Data entries —
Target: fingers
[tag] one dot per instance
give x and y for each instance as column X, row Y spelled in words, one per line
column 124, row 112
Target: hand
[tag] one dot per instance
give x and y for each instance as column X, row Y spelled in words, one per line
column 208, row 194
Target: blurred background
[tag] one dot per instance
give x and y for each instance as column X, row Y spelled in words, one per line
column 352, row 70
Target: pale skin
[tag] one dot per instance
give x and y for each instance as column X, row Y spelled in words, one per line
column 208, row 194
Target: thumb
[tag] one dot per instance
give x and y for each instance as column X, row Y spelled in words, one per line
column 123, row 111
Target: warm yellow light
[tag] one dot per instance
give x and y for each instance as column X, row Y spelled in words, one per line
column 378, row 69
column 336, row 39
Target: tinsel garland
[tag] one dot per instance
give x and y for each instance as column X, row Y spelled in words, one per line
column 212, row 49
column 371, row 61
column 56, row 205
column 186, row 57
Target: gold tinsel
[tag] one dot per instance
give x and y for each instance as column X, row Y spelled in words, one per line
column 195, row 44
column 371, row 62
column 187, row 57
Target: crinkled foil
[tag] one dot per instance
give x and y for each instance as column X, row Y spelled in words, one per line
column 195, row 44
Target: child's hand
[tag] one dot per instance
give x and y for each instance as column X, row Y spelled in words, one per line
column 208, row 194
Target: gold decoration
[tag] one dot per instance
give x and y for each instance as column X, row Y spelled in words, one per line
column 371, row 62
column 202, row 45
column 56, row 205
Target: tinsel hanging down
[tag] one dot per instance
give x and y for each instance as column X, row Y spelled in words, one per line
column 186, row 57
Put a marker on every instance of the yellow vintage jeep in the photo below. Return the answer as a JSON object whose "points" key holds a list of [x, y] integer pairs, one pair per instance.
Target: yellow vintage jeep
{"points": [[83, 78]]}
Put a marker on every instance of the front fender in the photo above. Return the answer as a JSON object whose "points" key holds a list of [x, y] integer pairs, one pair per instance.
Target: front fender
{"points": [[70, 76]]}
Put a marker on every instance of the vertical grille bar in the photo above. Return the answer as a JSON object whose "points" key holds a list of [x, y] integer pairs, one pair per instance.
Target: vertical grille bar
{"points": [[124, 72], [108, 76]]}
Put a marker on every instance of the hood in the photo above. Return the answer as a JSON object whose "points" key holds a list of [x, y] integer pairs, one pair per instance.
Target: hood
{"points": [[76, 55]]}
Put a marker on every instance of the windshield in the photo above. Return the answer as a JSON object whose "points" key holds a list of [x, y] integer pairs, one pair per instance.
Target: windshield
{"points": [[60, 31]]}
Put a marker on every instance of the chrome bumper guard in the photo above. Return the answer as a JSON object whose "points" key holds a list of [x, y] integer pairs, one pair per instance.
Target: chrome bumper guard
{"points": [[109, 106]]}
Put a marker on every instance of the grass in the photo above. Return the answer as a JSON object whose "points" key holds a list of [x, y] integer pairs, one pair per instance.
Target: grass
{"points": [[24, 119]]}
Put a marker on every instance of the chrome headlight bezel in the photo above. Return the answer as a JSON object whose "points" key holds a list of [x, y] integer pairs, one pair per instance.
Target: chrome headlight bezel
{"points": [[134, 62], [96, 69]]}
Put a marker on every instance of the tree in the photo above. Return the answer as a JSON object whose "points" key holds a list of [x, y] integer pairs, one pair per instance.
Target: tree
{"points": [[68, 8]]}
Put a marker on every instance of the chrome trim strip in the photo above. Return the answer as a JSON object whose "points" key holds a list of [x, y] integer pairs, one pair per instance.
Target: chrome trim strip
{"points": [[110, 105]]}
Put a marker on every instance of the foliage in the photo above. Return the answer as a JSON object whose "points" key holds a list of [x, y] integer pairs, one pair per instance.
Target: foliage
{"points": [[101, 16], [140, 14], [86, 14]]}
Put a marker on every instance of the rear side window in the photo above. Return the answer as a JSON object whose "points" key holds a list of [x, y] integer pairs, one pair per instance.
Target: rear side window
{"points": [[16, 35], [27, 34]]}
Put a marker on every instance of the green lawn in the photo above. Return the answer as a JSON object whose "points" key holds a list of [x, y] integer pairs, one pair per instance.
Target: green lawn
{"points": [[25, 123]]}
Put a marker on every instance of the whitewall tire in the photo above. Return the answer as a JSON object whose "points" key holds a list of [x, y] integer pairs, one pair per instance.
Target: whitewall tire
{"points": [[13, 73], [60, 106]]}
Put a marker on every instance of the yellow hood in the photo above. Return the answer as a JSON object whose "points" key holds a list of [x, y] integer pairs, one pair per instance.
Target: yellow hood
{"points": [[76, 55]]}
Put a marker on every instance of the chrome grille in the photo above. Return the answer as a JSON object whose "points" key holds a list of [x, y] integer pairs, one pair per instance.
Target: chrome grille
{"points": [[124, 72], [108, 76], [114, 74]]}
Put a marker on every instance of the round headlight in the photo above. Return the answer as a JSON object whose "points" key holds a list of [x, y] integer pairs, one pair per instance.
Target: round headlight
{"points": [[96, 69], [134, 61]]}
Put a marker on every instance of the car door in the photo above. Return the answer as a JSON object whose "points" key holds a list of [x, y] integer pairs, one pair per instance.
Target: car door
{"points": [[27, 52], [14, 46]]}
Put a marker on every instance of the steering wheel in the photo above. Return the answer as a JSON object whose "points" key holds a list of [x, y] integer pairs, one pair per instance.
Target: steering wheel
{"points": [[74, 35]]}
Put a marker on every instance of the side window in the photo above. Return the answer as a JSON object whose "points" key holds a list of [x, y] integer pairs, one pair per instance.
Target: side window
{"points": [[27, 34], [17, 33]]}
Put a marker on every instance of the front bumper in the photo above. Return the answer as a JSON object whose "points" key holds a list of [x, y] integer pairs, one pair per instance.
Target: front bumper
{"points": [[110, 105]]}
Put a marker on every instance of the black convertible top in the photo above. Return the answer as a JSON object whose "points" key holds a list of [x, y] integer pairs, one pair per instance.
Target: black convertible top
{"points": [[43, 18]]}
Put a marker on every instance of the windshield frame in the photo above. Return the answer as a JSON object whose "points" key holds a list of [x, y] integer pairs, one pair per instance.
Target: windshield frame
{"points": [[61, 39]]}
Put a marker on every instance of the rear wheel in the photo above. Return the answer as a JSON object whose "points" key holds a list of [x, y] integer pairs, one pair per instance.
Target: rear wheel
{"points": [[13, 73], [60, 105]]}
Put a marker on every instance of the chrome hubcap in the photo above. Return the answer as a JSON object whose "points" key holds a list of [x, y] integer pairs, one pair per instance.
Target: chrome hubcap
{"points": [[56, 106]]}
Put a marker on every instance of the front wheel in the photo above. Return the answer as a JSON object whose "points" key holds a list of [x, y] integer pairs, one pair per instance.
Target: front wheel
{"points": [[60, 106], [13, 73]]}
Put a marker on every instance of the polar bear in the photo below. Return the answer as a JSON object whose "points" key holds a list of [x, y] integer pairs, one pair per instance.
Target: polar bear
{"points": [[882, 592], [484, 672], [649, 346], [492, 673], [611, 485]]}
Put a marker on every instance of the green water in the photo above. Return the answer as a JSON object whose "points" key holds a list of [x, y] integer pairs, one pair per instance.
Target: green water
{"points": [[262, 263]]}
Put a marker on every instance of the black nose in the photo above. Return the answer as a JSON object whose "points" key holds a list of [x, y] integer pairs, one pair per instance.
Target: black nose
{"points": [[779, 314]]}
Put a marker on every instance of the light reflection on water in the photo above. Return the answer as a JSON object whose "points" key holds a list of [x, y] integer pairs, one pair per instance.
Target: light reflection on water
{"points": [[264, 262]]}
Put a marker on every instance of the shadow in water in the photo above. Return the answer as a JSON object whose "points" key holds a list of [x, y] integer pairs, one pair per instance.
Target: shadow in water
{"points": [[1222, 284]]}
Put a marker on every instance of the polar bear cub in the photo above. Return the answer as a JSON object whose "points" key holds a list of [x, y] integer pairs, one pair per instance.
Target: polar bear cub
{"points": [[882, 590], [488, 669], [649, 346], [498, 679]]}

Task details —
Please convert everything from the line containing "Put a marker on every instance of the polar bear cub" down to the last line of the items into a Markdown table with the columns Row and Line. Give one numbered row per line and leave out any blank lines.

Solution —
| Row | Line |
|---|---|
| 1 | Put a marker on every instance of the polar bear cub in the photo above. Return the answer as a JSON object whose "points" key holds a list of [x, y] integer pairs, one pair per instance. |
| 2 | Target: polar bear cub |
| 3 | {"points": [[882, 590], [488, 669], [649, 346], [498, 679]]} |